**Work to complete**
Switch every "single pin" to "single point" in the rows below and write them all out again, with everything else unchanged.

**Dataset entries**
'''

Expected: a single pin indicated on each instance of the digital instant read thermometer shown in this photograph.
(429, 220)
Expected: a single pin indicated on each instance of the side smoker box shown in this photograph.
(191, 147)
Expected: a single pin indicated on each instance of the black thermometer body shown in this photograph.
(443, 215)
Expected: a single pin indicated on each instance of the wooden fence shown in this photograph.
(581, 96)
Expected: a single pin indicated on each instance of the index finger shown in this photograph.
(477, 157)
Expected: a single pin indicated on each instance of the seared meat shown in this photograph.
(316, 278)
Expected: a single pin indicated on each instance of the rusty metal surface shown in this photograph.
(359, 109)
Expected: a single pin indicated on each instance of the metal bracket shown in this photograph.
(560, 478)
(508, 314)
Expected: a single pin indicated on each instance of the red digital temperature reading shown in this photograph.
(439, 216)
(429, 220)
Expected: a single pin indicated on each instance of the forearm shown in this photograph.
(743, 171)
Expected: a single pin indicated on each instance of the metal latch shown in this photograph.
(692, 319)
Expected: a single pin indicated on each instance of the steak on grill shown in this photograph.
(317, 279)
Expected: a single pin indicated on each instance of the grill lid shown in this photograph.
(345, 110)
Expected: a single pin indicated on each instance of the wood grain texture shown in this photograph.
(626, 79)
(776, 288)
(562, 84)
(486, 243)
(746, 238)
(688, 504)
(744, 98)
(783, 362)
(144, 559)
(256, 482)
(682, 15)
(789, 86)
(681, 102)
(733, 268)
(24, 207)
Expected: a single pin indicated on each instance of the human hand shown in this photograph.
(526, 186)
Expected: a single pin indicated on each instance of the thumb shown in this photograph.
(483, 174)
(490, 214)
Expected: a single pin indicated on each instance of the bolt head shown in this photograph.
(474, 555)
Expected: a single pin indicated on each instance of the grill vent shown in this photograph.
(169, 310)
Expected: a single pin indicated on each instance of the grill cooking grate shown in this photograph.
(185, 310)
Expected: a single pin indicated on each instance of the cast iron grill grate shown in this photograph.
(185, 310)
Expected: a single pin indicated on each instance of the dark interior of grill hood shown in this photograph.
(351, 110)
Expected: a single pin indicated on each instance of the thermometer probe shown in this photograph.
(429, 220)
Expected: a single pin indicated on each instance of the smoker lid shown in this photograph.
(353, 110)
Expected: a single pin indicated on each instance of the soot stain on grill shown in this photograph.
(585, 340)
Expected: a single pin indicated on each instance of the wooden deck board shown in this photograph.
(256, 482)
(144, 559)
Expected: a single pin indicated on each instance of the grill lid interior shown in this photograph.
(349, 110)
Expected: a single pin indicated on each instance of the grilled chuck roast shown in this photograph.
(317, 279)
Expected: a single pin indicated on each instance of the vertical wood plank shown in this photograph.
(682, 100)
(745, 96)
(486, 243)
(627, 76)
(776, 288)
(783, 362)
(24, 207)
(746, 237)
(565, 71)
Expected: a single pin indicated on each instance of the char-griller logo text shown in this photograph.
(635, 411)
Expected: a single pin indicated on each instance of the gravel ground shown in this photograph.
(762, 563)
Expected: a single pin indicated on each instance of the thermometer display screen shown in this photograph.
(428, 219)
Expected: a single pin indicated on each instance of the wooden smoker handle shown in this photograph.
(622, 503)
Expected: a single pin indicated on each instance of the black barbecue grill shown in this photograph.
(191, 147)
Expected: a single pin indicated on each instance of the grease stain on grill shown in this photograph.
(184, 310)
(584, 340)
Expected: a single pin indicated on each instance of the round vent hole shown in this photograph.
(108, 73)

'''

**Solution to the problem**
Expected: a single point indicated on each instance of the digital instant read thermometer shown in this photograph.
(429, 220)
Expected: a single point indicated on each instance of the side smoker box shown in this photograph.
(191, 147)
Expected: a single point indicated on each instance of the black thermometer body shown in this photograph.
(443, 215)
Expected: a single point indicated on each instance of the wooden fence shown in this photograph.
(581, 96)
Expected: a single point indicated on each instance of the index finger shown in this photograph.
(477, 157)
Expected: a single point indicated on each instance of the seared meat shown in this photograph.
(316, 278)
Expected: a single point indicated on each instance of the rusty metal surface shown in this photograph.
(359, 109)
Expected: a single point indicated on each instance of the metal bracket shown in this photograph.
(560, 478)
(508, 314)
Expected: a single point indicated on each instance of the red digital temperature reading shown in this photograph.
(439, 216)
(429, 220)
Expected: a single point indicated on each instance of the forearm shown in this photograph.
(743, 171)
Expected: a single point indicated on each instance of the metal latch shown in this photograph.
(692, 319)
Expected: a single point indicated on each instance of the steak on grill shown in this photograph.
(317, 279)
Expected: a single point indicated on each instance of the grill lid shown in this photograph.
(345, 110)
Expected: a single point indicated on each instance of the wood grain texture shown in this photograph.
(626, 79)
(776, 288)
(562, 84)
(486, 243)
(746, 238)
(688, 504)
(744, 98)
(783, 362)
(144, 559)
(256, 482)
(682, 15)
(789, 86)
(681, 102)
(733, 268)
(24, 207)
Expected: a single point indicated on each instance of the human hand shown in this photograph.
(526, 186)
Expected: a single point indicated on each instance of the thumb shown in this photograph.
(483, 174)
(490, 214)
Expected: a single point indicated on each instance of the bolt head shown in this photograph.
(474, 555)
Expected: a single point indicated on each instance of the grill vent shown in this photograph.
(169, 310)
Expected: a single point indicated on each instance of the grill cooking grate shown in this photograph.
(185, 310)
Expected: a single point indicated on each instance of the cast iron grill grate shown in this photograph.
(185, 310)
Expected: a single point indicated on each instance of the dark interior of grill hood shown in this photograph.
(351, 110)
Expected: a single point indicated on each instance of the thermometer probe shown in this photograph.
(429, 220)
Expected: a single point indicated on each instance of the smoker lid shown in this photograph.
(353, 110)
Expected: a single point indicated on each instance of the soot stain on grill shown in this photograph.
(585, 340)
Expected: a single point indicated on each instance of the wooden deck board shown in this photograph.
(256, 482)
(144, 559)
Expected: a single point indicated on each instance of the grill lid interior shown in this photograph.
(349, 110)
Expected: a single point indicated on each instance of the grilled chuck roast shown in this photograph.
(317, 279)
Expected: a single point indicated on each instance of the vertical wood plank shown in this photograph.
(682, 100)
(745, 96)
(486, 243)
(627, 76)
(776, 288)
(783, 362)
(24, 207)
(746, 237)
(565, 71)
Expected: a single point indicated on each instance of the char-griller logo text shown in this photograph.
(635, 411)
Expected: a single point indicated on each instance of the gravel ground shown in this photograph.
(762, 563)
Expected: a single point indicated on each instance of the thermometer display screen shown in this photograph.
(428, 219)
Expected: a single point indicated on each instance of the wooden smoker handle shown in this photograph.
(622, 503)
Expected: a single point indicated on each instance of the black barbecue grill shown in this photograph.
(191, 147)
Expected: a single point indicated on each instance of the grease stain on grill shown in this photograph.
(184, 310)
(584, 340)
Expected: a single point indicated on each instance of the round vent hole shown in this photograph.
(108, 73)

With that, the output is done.